### Given problem
Repeat word for word the records starting at the line that contains "Labeling rule: each instance of the deep" and ending at the last line of the records, including both of those lines.

--- BEGIN Exercise input ---

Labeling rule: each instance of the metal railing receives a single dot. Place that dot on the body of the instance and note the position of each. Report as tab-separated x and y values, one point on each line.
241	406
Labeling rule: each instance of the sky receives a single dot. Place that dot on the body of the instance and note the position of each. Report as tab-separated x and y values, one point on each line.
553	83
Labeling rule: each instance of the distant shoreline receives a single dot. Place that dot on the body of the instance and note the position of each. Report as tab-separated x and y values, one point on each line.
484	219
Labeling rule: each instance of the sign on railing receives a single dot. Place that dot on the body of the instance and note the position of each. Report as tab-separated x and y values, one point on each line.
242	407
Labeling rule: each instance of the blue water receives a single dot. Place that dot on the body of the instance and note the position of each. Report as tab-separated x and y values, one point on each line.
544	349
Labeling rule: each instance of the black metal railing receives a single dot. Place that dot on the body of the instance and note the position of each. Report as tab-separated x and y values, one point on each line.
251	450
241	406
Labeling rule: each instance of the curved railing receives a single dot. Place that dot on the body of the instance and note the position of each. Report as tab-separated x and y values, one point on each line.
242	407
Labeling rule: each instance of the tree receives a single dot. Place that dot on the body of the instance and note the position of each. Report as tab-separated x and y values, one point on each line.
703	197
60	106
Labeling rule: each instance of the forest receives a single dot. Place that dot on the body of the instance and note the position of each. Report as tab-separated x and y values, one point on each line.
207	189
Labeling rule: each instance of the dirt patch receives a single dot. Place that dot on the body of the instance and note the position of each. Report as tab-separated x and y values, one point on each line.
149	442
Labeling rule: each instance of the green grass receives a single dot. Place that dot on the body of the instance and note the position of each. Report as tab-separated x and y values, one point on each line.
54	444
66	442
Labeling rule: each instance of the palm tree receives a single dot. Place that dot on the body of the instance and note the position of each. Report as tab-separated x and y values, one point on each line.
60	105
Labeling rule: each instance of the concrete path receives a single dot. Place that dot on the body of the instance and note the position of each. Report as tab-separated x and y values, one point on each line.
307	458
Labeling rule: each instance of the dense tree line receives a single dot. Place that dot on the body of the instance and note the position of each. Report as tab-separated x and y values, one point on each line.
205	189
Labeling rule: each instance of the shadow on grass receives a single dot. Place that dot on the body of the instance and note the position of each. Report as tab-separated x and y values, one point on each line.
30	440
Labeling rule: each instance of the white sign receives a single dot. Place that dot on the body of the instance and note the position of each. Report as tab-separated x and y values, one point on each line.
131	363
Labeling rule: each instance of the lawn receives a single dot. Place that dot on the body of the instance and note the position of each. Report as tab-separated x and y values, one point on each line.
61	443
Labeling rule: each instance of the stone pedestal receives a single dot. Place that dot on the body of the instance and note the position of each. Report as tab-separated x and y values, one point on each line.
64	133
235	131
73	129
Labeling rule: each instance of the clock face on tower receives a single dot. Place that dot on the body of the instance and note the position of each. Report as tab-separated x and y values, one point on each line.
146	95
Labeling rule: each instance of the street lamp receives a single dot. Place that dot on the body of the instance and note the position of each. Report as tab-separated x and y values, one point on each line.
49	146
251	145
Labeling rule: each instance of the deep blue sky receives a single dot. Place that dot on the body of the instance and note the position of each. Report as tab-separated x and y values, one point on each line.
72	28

--- END Exercise input ---

### The output
Labeling rule: each instance of the deep blue sky receives a single dot. Place that dot on the body of the instance and note the position of each. Report as tab-separated x and y values, one point on each line.
72	28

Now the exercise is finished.